___ Exercise input

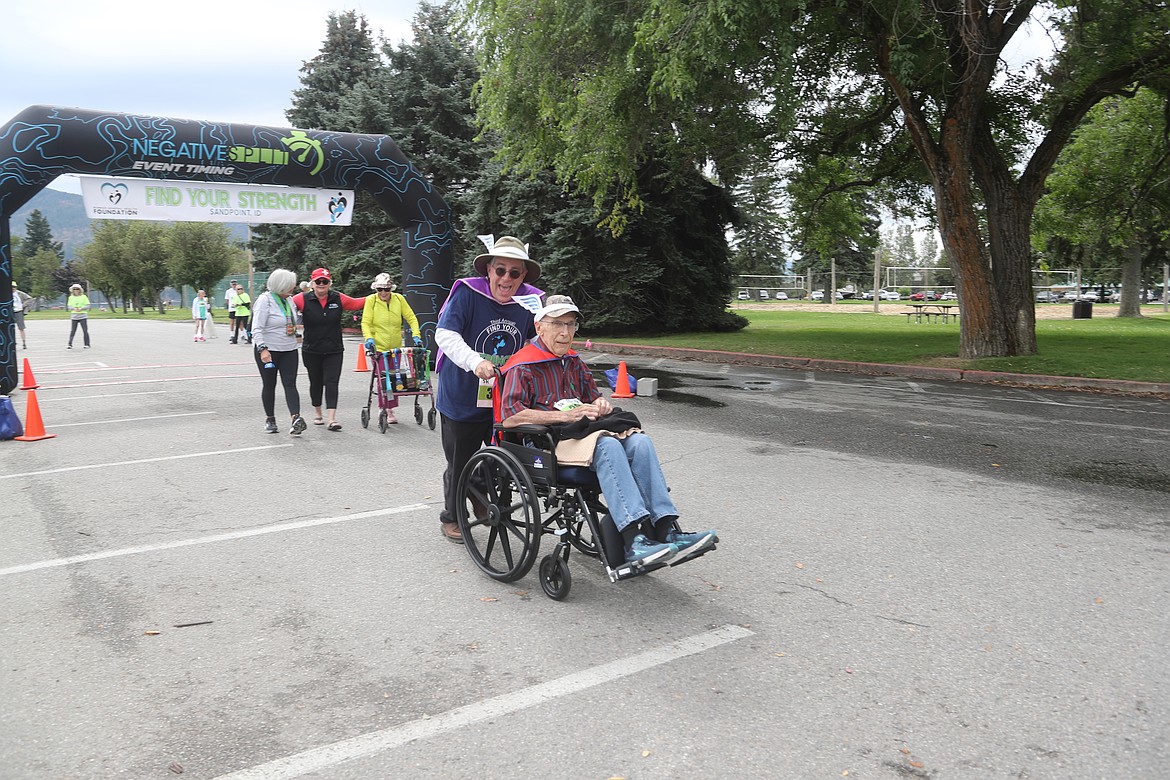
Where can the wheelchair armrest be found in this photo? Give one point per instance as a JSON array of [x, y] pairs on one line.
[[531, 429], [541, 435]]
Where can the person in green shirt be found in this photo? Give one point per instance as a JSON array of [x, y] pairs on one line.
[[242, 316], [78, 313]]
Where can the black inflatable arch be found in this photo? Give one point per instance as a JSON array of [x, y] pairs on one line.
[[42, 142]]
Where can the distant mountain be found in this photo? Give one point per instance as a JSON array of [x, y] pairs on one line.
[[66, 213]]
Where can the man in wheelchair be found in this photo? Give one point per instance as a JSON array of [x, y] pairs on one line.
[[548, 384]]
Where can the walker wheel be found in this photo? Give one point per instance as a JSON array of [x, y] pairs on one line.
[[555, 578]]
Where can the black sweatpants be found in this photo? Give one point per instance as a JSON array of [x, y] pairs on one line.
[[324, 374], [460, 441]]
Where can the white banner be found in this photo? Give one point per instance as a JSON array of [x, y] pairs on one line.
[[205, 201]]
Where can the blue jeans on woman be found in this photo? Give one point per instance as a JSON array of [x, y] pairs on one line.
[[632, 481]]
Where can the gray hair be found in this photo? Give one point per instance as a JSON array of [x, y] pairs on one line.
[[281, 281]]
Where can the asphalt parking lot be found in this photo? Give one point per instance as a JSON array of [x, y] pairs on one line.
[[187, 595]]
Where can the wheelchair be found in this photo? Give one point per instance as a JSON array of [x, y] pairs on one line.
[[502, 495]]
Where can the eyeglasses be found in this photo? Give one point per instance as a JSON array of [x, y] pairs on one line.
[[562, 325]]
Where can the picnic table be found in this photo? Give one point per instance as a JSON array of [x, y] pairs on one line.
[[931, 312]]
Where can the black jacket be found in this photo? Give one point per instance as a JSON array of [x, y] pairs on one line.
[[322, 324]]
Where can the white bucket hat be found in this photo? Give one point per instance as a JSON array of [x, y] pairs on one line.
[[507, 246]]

______

→ **Your objective**:
Copy out the data, unchanged, from the line containing "Where can the distant" up to and including the line containing "[[548, 384]]".

→ **Expected output**:
Where can the distant mountain be found in this photo? Give one point per instance as a JSON array of [x, y] pairs on one line.
[[66, 213]]
Where can the man in wheelchair be found in this photo? Give one point per instance as a JSON array of [x, y] pairs on one line.
[[548, 384]]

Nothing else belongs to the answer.